▶ [Task directions] Can you rewrite the records between the line containing "e.g. [(178, 448)]" and the line containing "[(78, 519)]", inclusive, as a Markdown table with the columns Row and Line, leaving out any blank lines?

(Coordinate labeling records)
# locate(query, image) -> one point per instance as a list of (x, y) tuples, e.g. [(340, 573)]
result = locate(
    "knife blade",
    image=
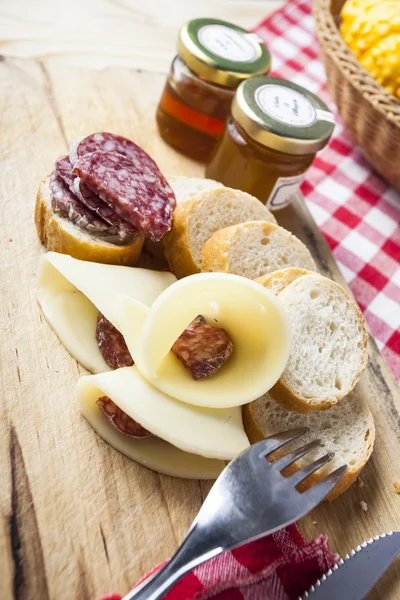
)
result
[(356, 575)]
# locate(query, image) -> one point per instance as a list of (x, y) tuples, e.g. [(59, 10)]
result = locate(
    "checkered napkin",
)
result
[(357, 211), (359, 215), (279, 567)]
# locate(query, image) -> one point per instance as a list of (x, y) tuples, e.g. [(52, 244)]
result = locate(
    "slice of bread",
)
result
[(184, 188), (346, 429), (254, 249), (61, 235), (329, 344), (278, 280), (198, 218)]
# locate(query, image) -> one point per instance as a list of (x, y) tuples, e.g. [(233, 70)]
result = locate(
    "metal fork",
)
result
[(250, 499)]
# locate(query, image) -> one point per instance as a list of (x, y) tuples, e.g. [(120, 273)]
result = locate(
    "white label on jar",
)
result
[(284, 191), (228, 43), (285, 105)]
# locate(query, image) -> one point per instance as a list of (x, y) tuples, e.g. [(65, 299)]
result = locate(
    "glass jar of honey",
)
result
[(213, 58), (271, 138)]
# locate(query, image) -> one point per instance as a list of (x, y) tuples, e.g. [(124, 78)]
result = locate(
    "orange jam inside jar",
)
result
[(271, 138), (214, 57)]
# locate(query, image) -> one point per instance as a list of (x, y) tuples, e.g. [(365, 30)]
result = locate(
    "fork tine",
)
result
[(317, 493), (274, 442), (285, 461), (308, 470)]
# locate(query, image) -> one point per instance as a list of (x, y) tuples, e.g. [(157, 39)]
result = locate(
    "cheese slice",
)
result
[(212, 433), (71, 292), (253, 317), (152, 453)]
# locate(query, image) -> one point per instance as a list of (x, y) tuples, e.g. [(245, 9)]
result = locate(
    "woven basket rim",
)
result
[(334, 45)]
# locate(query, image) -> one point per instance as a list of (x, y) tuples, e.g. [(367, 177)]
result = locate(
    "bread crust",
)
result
[(176, 242), (56, 237), (215, 252), (278, 280), (256, 434), (288, 398)]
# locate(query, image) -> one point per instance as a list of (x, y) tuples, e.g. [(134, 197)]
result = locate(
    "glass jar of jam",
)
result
[(271, 138), (213, 58)]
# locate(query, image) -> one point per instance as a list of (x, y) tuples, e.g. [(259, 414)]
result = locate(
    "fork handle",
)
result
[(189, 555)]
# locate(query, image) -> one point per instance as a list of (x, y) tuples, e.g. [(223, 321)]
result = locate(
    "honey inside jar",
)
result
[(270, 139), (213, 58)]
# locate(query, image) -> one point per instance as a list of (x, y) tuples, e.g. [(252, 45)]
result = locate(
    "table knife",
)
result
[(356, 575)]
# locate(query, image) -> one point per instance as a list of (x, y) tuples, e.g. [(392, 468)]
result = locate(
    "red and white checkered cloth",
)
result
[(357, 211), (359, 215), (279, 567)]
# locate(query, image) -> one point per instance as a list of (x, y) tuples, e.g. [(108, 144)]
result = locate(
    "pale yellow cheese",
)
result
[(253, 317), (206, 432), (152, 452), (71, 292)]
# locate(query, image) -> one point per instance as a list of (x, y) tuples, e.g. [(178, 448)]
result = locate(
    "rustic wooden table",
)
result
[(77, 518)]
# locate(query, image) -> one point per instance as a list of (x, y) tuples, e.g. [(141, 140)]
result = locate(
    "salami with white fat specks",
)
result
[(203, 348), (67, 205), (111, 344), (89, 199), (120, 420), (105, 211), (109, 142), (137, 194), (64, 170)]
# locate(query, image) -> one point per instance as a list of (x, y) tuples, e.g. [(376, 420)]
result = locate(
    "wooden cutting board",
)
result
[(77, 518)]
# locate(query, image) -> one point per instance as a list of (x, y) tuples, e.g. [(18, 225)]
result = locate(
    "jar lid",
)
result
[(282, 115), (221, 52)]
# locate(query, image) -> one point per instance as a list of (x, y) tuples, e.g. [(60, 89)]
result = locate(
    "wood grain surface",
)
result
[(78, 519)]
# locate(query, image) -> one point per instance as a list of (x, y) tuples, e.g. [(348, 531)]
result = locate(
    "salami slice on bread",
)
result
[(59, 234)]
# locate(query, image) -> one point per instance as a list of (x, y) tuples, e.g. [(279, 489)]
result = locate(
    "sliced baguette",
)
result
[(254, 249), (60, 235), (184, 188), (198, 218), (346, 429), (278, 280), (329, 344)]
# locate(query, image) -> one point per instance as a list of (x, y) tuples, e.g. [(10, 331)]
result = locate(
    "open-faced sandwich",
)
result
[(241, 321)]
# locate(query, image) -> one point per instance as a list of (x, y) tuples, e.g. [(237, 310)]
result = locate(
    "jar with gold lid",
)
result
[(213, 58), (271, 138)]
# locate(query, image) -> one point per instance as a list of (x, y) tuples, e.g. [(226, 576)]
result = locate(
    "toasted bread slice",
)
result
[(184, 188), (254, 249), (198, 218), (329, 344), (278, 280), (61, 235), (347, 429)]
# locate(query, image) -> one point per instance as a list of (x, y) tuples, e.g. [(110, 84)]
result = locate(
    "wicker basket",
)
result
[(370, 114)]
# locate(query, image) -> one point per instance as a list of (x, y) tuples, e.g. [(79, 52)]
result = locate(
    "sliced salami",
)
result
[(134, 192), (120, 420), (203, 348), (67, 205), (112, 345), (109, 142), (64, 170), (95, 203)]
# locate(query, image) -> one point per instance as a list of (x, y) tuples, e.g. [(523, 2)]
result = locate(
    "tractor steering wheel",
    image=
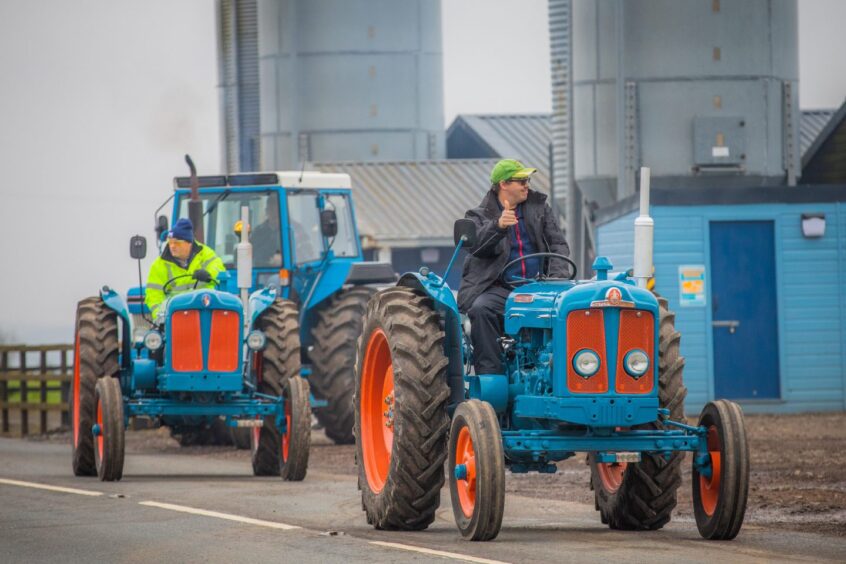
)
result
[(541, 277), (171, 281)]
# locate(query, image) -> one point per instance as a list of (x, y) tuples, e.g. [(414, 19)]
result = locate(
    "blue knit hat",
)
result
[(183, 230)]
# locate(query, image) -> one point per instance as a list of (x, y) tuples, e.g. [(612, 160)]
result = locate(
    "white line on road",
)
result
[(46, 487), (227, 516), (453, 555)]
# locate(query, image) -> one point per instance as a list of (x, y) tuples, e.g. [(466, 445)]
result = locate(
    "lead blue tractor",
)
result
[(305, 244), (592, 366), (207, 355)]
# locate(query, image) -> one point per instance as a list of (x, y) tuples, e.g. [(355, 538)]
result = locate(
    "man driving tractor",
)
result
[(512, 222), (184, 265)]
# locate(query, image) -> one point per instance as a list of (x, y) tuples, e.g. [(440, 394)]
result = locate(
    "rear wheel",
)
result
[(719, 498), (96, 349), (279, 361), (109, 436), (400, 410), (336, 331), (476, 471), (642, 496), (297, 436)]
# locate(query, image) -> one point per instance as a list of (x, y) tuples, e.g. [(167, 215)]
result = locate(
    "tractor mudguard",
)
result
[(260, 300), (445, 305), (114, 302)]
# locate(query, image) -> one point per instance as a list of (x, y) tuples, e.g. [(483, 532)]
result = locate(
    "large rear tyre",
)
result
[(297, 437), (476, 471), (96, 349), (109, 435), (400, 410), (279, 361), (642, 496), (719, 499), (336, 331)]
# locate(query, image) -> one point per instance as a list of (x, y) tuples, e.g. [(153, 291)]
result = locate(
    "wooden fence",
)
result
[(34, 382)]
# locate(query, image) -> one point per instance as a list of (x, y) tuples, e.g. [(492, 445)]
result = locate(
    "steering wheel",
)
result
[(541, 277), (172, 280)]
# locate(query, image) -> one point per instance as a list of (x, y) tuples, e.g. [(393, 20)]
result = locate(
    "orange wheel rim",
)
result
[(286, 438), (100, 441), (76, 392), (464, 454), (611, 475), (377, 410), (709, 488)]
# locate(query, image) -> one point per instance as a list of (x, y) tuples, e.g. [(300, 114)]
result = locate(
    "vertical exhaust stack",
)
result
[(244, 254), (643, 234), (195, 205)]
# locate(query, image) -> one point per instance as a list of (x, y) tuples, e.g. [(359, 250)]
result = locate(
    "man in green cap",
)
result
[(513, 221)]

▶ [Response to the task]
| Row | Line |
|---|---|
| 1 | # locate(query, image) -> one point per instance as a list of (x, y) tuples, e.g. [(178, 448)] |
| 2 | result = locate( |
| 3 |     "rustic wooden table", |
| 4 | ) |
| 5 | result |
| 6 | [(77, 518)] |
| 7 | # locate(query, image) -> one point per instance as a list of (x, y) tuples, e.g. [(141, 140)] |
| 8 | result = locate( |
| 9 |     "salami with white fat specks", |
| 10 | ) |
| 11 | result |
| 12 | [(203, 348), (67, 205), (111, 344), (89, 199), (120, 420), (105, 211), (109, 142), (137, 194), (64, 170)] |
| 13 | # locate(query, image) -> one point per instance as a list of (x, y) tuples, e.g. [(376, 420)] |
| 14 | result = locate( |
| 15 |     "wooden cutting board", |
| 16 | ) |
| 17 | result |
| 18 | [(77, 518)] |
| 19 | # locate(query, image) -> one point per instance as a list of (x, y) tuples, e.g. [(18, 225)] |
| 20 | result = locate( |
| 21 |     "jar lid", |
| 22 | ) |
| 23 | result |
| 24 | [(282, 115), (221, 52)] |
| 25 | # locate(query, image) -> one point per instance as a list of (x, y) tuples, e.g. [(60, 89)] |
| 26 | result = locate( |
| 27 |     "wood grain surface", |
| 28 | ) |
| 29 | result |
| 30 | [(78, 519)] |